_YOUR INSTRUCTIONS_
Please count how many lines of the material below contain the string "stall", treating uppercase and lowercase as different, and reply with only that number.

[Data lines]
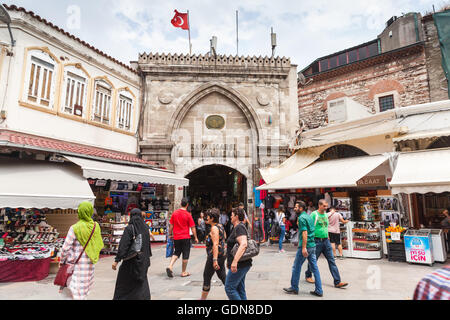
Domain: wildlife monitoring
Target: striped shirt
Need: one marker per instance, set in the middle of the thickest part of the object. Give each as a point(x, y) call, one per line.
point(435, 286)
point(83, 273)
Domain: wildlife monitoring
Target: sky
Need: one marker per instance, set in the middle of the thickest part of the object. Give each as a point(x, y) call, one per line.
point(306, 30)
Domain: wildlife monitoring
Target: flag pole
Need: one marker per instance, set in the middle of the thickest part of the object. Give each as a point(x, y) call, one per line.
point(237, 33)
point(189, 34)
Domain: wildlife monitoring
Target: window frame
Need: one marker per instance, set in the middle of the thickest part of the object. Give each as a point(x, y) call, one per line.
point(128, 95)
point(377, 97)
point(78, 71)
point(41, 59)
point(94, 105)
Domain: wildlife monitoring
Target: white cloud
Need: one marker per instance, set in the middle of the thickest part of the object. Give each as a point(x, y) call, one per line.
point(306, 29)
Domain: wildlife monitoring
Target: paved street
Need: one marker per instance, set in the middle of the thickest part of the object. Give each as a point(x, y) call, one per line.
point(270, 273)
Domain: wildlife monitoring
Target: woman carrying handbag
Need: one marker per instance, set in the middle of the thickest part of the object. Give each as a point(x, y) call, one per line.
point(135, 252)
point(81, 251)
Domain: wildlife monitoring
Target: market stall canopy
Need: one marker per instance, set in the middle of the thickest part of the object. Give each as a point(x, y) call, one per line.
point(329, 174)
point(422, 172)
point(357, 131)
point(301, 159)
point(39, 184)
point(425, 125)
point(110, 171)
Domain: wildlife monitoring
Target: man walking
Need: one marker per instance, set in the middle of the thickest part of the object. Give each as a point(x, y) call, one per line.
point(180, 223)
point(307, 250)
point(320, 220)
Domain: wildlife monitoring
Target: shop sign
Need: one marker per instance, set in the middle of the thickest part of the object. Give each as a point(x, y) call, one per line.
point(372, 181)
point(100, 183)
point(418, 249)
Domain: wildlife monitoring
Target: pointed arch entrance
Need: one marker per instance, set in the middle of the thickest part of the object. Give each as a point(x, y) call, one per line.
point(216, 186)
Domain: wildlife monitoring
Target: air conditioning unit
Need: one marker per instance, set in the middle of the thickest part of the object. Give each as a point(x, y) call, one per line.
point(345, 109)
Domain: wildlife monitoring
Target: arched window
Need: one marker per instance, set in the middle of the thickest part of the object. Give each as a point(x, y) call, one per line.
point(125, 110)
point(101, 111)
point(74, 95)
point(341, 151)
point(40, 78)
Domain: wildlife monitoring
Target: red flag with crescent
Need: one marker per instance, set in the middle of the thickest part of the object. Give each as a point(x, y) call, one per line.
point(180, 20)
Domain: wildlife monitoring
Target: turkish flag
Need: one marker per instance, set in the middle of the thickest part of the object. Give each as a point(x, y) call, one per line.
point(180, 20)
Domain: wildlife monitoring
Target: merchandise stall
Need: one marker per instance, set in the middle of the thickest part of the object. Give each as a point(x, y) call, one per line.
point(32, 194)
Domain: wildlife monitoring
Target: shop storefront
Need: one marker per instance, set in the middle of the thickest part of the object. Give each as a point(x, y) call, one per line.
point(39, 201)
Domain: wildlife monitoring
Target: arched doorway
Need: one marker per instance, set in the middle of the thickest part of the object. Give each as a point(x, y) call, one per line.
point(215, 186)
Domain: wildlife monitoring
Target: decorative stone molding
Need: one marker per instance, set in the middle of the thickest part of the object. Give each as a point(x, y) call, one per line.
point(165, 97)
point(169, 59)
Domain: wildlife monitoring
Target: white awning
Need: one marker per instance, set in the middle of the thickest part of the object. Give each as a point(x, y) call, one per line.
point(348, 133)
point(301, 159)
point(329, 174)
point(422, 172)
point(39, 184)
point(109, 171)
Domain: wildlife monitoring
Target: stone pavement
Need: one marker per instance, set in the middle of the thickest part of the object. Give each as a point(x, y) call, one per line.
point(271, 271)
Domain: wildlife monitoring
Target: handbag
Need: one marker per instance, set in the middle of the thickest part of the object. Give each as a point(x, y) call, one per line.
point(136, 246)
point(251, 251)
point(66, 269)
point(169, 248)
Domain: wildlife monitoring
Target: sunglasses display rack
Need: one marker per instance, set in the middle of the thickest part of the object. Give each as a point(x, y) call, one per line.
point(25, 235)
point(112, 231)
point(157, 223)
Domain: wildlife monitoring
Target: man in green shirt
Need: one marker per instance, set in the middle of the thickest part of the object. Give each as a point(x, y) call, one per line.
point(307, 250)
point(320, 220)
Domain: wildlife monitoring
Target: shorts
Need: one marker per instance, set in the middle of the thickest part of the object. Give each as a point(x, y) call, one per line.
point(182, 246)
point(335, 238)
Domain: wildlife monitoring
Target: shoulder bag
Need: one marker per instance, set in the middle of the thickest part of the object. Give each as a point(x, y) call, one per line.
point(136, 246)
point(66, 269)
point(251, 251)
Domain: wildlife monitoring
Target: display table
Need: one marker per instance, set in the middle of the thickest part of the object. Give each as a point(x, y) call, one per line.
point(24, 270)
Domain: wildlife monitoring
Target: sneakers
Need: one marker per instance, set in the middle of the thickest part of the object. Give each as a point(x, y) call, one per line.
point(310, 280)
point(290, 291)
point(341, 285)
point(316, 294)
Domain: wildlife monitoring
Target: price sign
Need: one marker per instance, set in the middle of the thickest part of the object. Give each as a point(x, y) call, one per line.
point(395, 236)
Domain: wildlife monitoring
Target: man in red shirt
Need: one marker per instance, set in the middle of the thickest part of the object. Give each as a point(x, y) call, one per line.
point(180, 223)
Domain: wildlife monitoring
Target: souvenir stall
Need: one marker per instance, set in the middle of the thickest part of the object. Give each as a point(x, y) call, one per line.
point(31, 194)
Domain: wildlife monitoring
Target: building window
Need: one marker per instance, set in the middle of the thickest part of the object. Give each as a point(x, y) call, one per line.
point(40, 84)
point(125, 111)
point(386, 102)
point(102, 102)
point(74, 91)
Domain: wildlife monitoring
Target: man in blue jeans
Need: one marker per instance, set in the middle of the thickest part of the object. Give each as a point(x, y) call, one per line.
point(307, 250)
point(323, 245)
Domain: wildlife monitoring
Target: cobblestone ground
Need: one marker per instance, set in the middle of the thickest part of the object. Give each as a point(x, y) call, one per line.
point(368, 279)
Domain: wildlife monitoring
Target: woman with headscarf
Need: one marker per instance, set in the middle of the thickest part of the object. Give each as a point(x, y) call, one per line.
point(77, 237)
point(132, 282)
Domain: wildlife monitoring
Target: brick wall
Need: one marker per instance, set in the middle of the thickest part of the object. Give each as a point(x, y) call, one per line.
point(406, 74)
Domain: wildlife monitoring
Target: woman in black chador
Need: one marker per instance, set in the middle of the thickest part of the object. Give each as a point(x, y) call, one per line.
point(132, 282)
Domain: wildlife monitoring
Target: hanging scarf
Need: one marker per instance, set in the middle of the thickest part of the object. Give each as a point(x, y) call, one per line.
point(83, 229)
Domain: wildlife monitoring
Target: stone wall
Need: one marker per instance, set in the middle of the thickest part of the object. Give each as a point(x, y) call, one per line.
point(438, 82)
point(405, 75)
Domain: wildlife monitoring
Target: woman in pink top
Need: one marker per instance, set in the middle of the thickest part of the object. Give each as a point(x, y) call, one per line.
point(334, 232)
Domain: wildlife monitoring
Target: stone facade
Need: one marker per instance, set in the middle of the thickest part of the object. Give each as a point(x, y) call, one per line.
point(404, 74)
point(255, 98)
point(437, 79)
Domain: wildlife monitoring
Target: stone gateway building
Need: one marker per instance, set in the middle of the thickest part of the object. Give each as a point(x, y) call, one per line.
point(216, 120)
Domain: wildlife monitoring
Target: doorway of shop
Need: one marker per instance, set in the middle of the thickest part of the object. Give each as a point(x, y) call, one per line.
point(215, 186)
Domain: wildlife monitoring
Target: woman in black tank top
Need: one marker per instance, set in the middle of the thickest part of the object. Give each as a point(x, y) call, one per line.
point(215, 250)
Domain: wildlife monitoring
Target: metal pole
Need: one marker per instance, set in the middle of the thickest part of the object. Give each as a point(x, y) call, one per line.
point(189, 34)
point(237, 33)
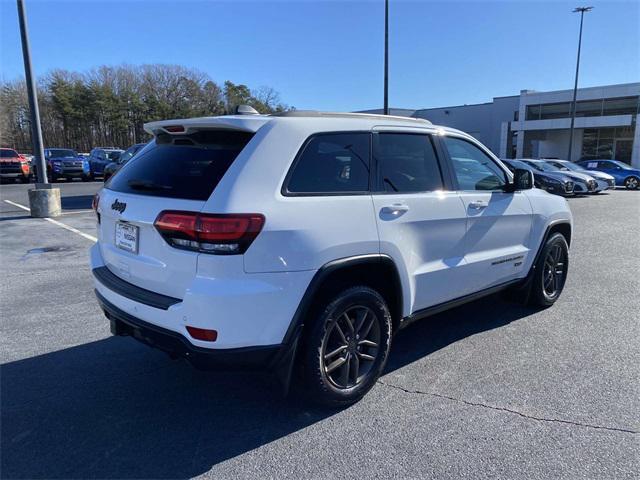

_OUTPUT_
3